Sunday, May 21, 2017


An experience that I had in Addis Ababa reminded me of something that I wrote many years ago. When I arrived in Ethiopia, Levi told me that I needed to be careful of street boys who may surround me and try to lift my money clip.

As it turns out, this did happen from time to time as I walked alone. Only once did it get a little physical, but no big deal.

In our own country, we know that we have many adults that live on the streets of our cities, and I am sure that there are also many minors that are homeless and living on the streets. Nevertheless, in some cities of Latin America, and also apparently at least in Ethiopia, boys living on the streets can be a genuine security problem, even on a busy street in full daylight.

Our first reaction to being accosted by these young boys is understandably reactionary and negative, and I am not claiming that they are all misunderstood and misled adolescents. However, there may be some other factors that we do not know.

Hence the story from Lima, Peru. What I write below is not actually my story, but it was told to me by a man had opened a home for street boys and who shared with me some of the stories of the boys that had come into his home. (There are no real names in this essay).

→ Records supplied
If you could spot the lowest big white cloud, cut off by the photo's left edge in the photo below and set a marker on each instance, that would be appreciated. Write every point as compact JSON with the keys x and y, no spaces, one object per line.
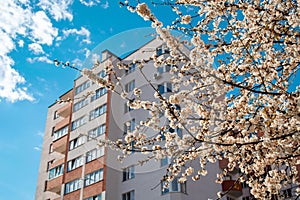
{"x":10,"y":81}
...
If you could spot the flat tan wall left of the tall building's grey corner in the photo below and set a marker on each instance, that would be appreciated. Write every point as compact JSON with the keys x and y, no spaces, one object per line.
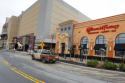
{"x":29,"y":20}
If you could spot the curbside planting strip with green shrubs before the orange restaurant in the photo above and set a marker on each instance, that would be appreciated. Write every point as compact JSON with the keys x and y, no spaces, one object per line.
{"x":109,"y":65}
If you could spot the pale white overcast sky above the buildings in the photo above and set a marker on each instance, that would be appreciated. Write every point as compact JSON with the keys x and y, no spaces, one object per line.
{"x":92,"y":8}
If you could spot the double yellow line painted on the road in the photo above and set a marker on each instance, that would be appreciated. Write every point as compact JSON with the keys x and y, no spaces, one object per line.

→ Apply what you read
#1 From the post about street boys, write out the passage that begins at the words "An experience that" and stops after the words "no big deal.".
#2 Put this sentence from the post about street boys into Spanish: "Only once did it get a little physical, but no big deal."
#3 Pick up the post about street boys in Addis Ababa and Lima where it stops, and keep writing it.
You won't need the items to finish this.

→ Expected results
#1
An experience that I had in Addis Ababa reminded me of something that I wrote many years ago. When I arrived in Ethiopia, Levi told me that I needed to be careful of street boys who may surround me and try to lift my money clip.

As it turns out, this did happen from time to time as I walked alone. Only once did it get a little physical, but no big deal.

#2 Solo una vez se puso un poco físico, pero no fue gran cosa.

#3
Pedro is no longer a boy. He has grown into a young man and works as a janitor in a rescue home for street boys of Lima, Peru. He is married, has a child and is a believer in Jesus Christ – but this only after many years. And he still carries some scars in his soul.
When Pedro was born, his mother died in the delivery. He had an older brother and a sister, and for some years, the father kept the family together. Then, when Pedro turned four years old, his father called him into the room.

“Pedro,” his father said, “you are now four years old and for four years we have been waiting to tell you something. You are now old enough to understand. First, listen to your brother. He also has something to tell you.”

Pedro’s brother looked at him and said, “Pedro, the very first thing you did in your life was to kill my mother.”

Then it was the sister’s turn. She said to him, “The first thing that you did was to kill my mother and your own mother.”

After this, the father again spoke. “It is true Pedro. The very first thing that you did in your life was to kill my children’s mother, your own mother, and my wife. You are a murderer and an assassin, and we never want to see you again.”

With those words, the father put Pedro out of the house for the boy to tend for himself. So it was that when Pedro became four years old, he heard these words from his family and was turned out on the street. He has never seen them since.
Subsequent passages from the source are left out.